## [TEXT PROVIDED]
####

In 2013-14, there were 74 fertiliser depots, 10 seed stores and 66 fair price shops in Nalhati I CD block.

In 2013-14, Nalhati I CD block produced 3,145 tonnes of Aman paddy, the main winter crop, from 1,131 hectares, 544 tonnes of Aus paddy (summer crop) from 207 hectares, 6,157 tonnes of Boro paddy (spring crop) from 1,808 hectares, 10,451 tonnes of wheat from 3,826 hectares, 65,997 tonnes of potatoes from 2,574 hectares and 1,810 tonnes of Sugar cane from 24 hectares. It also produced pulses and oilseeds.

In 2013-14, the total area irrigated in Nalhati I CD block was 12,240 hectares, out of which 4,400 hectares were irrigated by canal water, 1,750 hectares by tank water, 675 hectares by river lift irrigation, 5,208 hectares by deep tube wells, 200 hectares by shallow tube wells and 7 hectares by open dug wells.

===Banking===
In 2013-14, Nalhati I CD block had offices of 10 commercial banks and 4 gramin banks.

===Other sectors===
According to the District Human Development Report, 2009, Birbhum is one of the most backward districts of West Bengal in terms of industrial development. Of the new industrial projects set-up in West Bengal between 1991 and 2005, only 1.23% came to Birbhum. Bakreshwar Thermal Power Station is the only large-scale industry in the district and employs about 5,000 people. There are 4 medium-scale industries and 4,748 registered small-scale industries.

The proportion of workers engaged in agriculture in Birbhum has been decreasing. According to the District Human Development Report, “more people are now engaged in non-agricultural activities, such as fishing, retail sales, vegetable vending, selling milk, and so on. As all these activities are at the lower end of the spectrum of marketable skills, it remains doubtful if these activities generate enough return for their family’s sustenance.”

===Backward Regions Grant Fund===
Birbhum district is listed as a backward region and receives financial support from the Backward Regions Grant Fund. The fund, created by the Government of India, is designed to redress regional imbalances in development. As of 2012, 272 districts across the country were listed under this scheme. The list includes 11 districts of West Bengal.

==Transport==

Nalhati I CD block has 6 originating/ terminating bus routes.

The Khana-Barharwa section of Sahibganj loop passes through this block. There is a station at Nalhati.

Nalhati-Azimganj branch line originates from Nalhati. There also is a station at Takipur.

SH 7, running from Rajgram to Midnapore, and NH 14, running from Morgram to Kharagpur, passes through this block.

####

## [TASK A]
Answer these questions from the text on Nalhati I CD block, one line for each:
(i) How many fair price shops were in Nalhati I CD block in 2013-14?
(ii) How many hectares in the block were irrigated by deep tube wells in 2013-14?
(iii) How many districts of West Bengal are on the Backward Regions Grant Fund list?
## [TASK B]
For each statement below, say whether it agrees with the text on Nalhati I CD block. Answer yes or no and quote the words of the text that decide it.
(i) In 2013-14, Nalhati I CD block had offices of 12 commercial banks.
(ii) Bakreshwar Thermal Power Station employs about 5,000 people.
(iii) The Nalhati-Azimganj branch line originates from Takipur.
## [TASK C]
Write the next part of the text on Nalhati I CD block, starting right after its final sentence about SH 7 and NH 14.

####

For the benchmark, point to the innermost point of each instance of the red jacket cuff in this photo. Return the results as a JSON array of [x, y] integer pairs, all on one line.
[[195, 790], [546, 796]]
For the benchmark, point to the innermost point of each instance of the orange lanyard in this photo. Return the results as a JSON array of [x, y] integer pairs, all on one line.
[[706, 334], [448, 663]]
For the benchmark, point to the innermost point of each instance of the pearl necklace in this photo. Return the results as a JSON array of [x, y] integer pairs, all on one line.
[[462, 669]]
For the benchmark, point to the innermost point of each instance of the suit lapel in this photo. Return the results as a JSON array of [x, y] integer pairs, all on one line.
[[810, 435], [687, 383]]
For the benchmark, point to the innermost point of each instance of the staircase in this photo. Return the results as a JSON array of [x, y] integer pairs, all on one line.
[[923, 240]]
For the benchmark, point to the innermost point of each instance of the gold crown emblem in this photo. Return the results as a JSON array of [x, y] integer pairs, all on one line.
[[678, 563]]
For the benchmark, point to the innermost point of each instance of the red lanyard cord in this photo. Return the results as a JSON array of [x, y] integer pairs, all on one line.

####

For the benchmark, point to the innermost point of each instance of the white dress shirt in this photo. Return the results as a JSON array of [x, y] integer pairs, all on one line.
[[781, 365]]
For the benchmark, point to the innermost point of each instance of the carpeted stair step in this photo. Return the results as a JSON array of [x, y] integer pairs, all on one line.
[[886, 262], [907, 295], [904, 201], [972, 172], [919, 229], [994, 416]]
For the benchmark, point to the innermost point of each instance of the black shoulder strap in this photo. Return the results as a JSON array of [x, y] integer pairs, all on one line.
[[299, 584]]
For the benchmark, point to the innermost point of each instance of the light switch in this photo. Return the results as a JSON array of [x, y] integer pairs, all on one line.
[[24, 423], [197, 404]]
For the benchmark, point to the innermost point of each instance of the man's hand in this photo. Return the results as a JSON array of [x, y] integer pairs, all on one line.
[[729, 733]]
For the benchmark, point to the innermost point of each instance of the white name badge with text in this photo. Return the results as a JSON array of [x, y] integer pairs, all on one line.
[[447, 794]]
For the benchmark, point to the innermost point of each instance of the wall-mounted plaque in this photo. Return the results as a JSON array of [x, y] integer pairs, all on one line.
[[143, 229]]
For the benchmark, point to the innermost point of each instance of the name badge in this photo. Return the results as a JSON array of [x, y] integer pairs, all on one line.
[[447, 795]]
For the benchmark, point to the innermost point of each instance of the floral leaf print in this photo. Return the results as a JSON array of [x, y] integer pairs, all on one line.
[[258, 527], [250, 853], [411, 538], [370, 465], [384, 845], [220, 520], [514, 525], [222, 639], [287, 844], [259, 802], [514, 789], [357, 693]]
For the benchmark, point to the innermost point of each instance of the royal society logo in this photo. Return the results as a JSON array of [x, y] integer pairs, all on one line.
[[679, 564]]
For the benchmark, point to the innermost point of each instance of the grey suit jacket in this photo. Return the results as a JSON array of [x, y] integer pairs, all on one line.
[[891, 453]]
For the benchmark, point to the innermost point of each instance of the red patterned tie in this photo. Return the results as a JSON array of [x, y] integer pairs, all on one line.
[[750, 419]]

####

## [WRITTEN REPLY A]
(i) 66
(ii) 5,208 hectares
(iii) 11

## [WRITTEN REPLY B]
(i) No: "Nalhati I CD block had offices of 10 commercial banks and 4 gramin banks."
(ii) Yes: "Bakreshwar Thermal Power Station is the only large-scale industry in the district and employs about 5,000 people."
(iii) No: "Nalhati-Azimganj branch line originates from Nalhati."

## [WRITTEN REPLY C]
==Culture==
Nalhati is one of the Shakta pithas. The Lalateswari temple is located atop a small hillock.

==Education==
In 2013-14, Nalhati I CD block had 129 primary schools with 12,705 students, 12 middle schools with 1.924 students, 11 high schools with 12,327 students and 9 higher secondary schools with 11,011 students. Nalhati I CD Block had 1 technical/ professional institution with 100 students and 402 institutions for special and non-formal education with 13,884 students. Nalhati municipal area had 2 general degree colleges (outside the CD block).

As per the 2011 census, in Nalhati I CD Block, amongst the 89 inhabited villages, 3 villages did not have a school, 41 villages had more than 1 primary school, 38 villages had at least 1 primary and 1 middle school and 22 villages had at least 1 middle and 1 secondary school. 13 villages had senior secondary schools.

==Healthcare==
In 2014, Nalhati I CD Block had 1 rural hospital, 3 primary health centres and 1 private nursing home with total 71 beds and 4 doctors (excluding private bodies). It had 35 family welfare subcentres. 6,292 patients were treated indoor and 83,665 patients were treated outdoor in the hospitals, health centres and subcentres of the CD block.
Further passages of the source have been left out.